> [Passage shown]
Alessio Zaccone received his Ph.D. from the Department of Chemistry of ETH Zurich in 2010. From 2010 till 2014 he was an Oppenheimer Research Fellow at the Cavendish Laboratory, University of Cambridge. After being on the faculty of Technical University Munich (2014–2015) and of University of Cambridge (2015–2018), he has been a full professor and chair of theoretical physics in the Department of Physics at the University of Milano. Awards include the ETH Silver Medal, the 2020 Gauss Professorship of the Göttingen Academy of Sciences, the Fellowship of Queens' College Cambridge, and an ERC Consolidator grant "Multimech". Research contributions include the exact solution to the jamming transition problem of granular matter (Zaccone & Scossa-Romano PRB 2011), the analytical solution to the random close packing problem in 2d and 3d (Zaccone PRL 2022), the theory of colloidal aggregation processes in shear flows (Zaccone et al PRE 2009), the theory of crystal nucleation under shear flow (Mura & Zaccone PRE 2016), the theoretical prediction of boson-like peaks in the vibrational spectra of crystals and glasses (Milkus & Zaccone PRB 2016; Baggioli & Zaccone PRL 2019), the molecular-level theory of the glass transition in polymers (Zaccone & Terentjev PRL 2013), the theoretical, computational and experimental discovery of topological defects in glasses (Baggioli, Kriuchevskyi, Sirk, Zaccone PRL 2021; Vaibhav et al. Nature Comm. 2025), and the theoretical predictions of superconductivity enhancement effects due to phonon anharmonicity (Setty, Baggioli, Zaccone PRB 2020) and thin-film confinement (Travaglino & Zaccone JAP 2023). Research interests range from the statistical physics of disordered systems (random packings, materials mechanics, granular packings, glasses and the glass transition, colloids, nonequilibrium thermodynamics) to solid-state physics and superconductivity.

> [Do this] Reproduce the Alessio Zaccone biography above word for word, from start to finish.

> [Extracted entries]
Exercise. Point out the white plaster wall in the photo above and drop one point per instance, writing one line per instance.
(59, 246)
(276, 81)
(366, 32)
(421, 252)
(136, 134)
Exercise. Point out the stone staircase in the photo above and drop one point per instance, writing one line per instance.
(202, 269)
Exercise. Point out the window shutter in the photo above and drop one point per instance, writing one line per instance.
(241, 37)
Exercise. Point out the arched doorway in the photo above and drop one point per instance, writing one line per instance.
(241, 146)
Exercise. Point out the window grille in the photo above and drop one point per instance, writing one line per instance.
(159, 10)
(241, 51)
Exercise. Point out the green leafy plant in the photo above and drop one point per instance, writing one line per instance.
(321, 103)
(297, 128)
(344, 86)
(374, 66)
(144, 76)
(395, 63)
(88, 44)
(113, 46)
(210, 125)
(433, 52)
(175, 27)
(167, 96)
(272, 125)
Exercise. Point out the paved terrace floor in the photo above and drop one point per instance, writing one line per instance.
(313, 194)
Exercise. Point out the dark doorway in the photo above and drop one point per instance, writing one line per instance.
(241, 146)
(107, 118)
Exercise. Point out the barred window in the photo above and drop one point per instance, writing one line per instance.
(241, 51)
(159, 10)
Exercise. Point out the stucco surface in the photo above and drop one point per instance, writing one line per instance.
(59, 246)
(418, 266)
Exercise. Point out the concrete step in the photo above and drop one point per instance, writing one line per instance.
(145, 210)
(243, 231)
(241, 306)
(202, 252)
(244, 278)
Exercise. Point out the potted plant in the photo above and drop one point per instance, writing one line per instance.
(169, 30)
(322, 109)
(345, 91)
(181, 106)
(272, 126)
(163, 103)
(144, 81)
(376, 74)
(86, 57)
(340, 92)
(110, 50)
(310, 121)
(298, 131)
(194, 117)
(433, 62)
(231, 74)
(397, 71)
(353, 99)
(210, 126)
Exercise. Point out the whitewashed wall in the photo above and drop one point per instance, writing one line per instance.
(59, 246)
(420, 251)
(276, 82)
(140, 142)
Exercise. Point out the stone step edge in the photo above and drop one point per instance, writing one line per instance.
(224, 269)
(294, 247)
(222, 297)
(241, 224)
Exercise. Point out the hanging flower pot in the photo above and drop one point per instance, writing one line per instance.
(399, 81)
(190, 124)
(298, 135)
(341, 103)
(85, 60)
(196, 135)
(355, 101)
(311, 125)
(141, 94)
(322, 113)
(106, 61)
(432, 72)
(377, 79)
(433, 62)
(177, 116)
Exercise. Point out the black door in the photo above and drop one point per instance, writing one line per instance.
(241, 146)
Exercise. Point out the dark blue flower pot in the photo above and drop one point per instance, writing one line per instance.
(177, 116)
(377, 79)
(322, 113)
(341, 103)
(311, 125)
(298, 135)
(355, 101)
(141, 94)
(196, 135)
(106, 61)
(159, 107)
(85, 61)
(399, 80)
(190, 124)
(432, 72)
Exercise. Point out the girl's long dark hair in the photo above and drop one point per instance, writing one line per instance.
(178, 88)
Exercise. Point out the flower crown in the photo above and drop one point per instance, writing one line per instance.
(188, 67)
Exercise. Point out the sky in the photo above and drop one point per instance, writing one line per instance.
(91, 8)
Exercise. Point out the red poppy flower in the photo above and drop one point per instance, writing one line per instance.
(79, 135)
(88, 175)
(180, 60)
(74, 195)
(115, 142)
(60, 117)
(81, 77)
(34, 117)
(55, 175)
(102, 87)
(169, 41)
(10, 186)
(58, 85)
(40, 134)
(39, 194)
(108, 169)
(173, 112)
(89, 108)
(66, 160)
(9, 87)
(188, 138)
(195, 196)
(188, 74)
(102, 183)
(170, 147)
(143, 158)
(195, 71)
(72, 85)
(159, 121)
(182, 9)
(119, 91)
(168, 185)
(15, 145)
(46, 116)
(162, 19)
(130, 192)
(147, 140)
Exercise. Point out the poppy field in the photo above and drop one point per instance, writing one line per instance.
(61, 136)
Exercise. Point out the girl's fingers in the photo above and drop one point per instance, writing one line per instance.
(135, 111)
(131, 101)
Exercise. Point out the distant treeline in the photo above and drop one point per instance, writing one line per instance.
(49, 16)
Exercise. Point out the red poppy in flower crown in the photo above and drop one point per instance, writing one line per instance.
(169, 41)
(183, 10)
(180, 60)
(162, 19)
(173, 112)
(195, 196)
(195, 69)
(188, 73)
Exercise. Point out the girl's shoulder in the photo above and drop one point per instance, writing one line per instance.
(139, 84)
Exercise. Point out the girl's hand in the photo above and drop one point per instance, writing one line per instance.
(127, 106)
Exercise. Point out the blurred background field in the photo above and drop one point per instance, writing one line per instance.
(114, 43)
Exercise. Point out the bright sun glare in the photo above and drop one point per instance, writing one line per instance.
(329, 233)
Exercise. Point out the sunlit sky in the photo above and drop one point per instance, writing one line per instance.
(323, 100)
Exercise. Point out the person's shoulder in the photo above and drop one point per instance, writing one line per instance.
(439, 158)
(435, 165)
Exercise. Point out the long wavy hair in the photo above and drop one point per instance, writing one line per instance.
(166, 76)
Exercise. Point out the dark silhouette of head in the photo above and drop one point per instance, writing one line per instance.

> [Written reply]
Alessio Zaccone received his Ph.D. from the Department of Chemistry of ETH Zurich in 2010. From 2010 till 2014 he was an Oppenheimer Research Fellow at the Cavendish Laboratory, University of Cambridge. After being on the faculty of Technical University Munich (2014–2015) and of University of Cambridge (2015–2018), he has been a full professor and chair of theoretical physics in the Department of Physics at the University of Milano. Awards include the ETH Silver Medal, the 2020 Gauss Professorship of the Göttingen Academy of Sciences, the Fellowship of Queens' College Cambridge, and an ERC Consolidator grant "Multimech". Research contributions include the exact solution to the jamming transition problem of granular matter (Zaccone & Scossa-Romano PRB 2011), the analytical solution to the random close packing problem in 2d and 3d (Zaccone PRL 2022), the theory of colloidal aggregation processes in shear flows (Zaccone et al PRE 2009), the theory of crystal nucleation under shear flow (Mura & Zaccone PRE 2016), the theoretical prediction of boson-like peaks in the vibrational spectra of crystals and glasses (Milkus & Zaccone PRB 2016; Baggioli & Zaccone PRL 2019), the molecular-level theory of the glass transition in polymers (Zaccone & Terentjev PRL 2013), the theoretical, computational and experimental discovery of topological defects in glasses (Baggioli, Kriuchevskyi, Sirk, Zaccone PRL 2021; Vaibhav et al. Nature Comm. 2025), and the theoretical predictions of superconductivity enhancement effects due to phonon anharmonicity (Setty, Baggioli, Zaccone PRB 2020) and thin-film confinement (Travaglino & Zaccone JAP 2023). Research interests range from the statistical physics of disordered systems (random packings, materials mechanics, granular packings, glasses and the glass transition, colloids, nonequilibrium thermodynamics) to solid-state physics and superconductivity.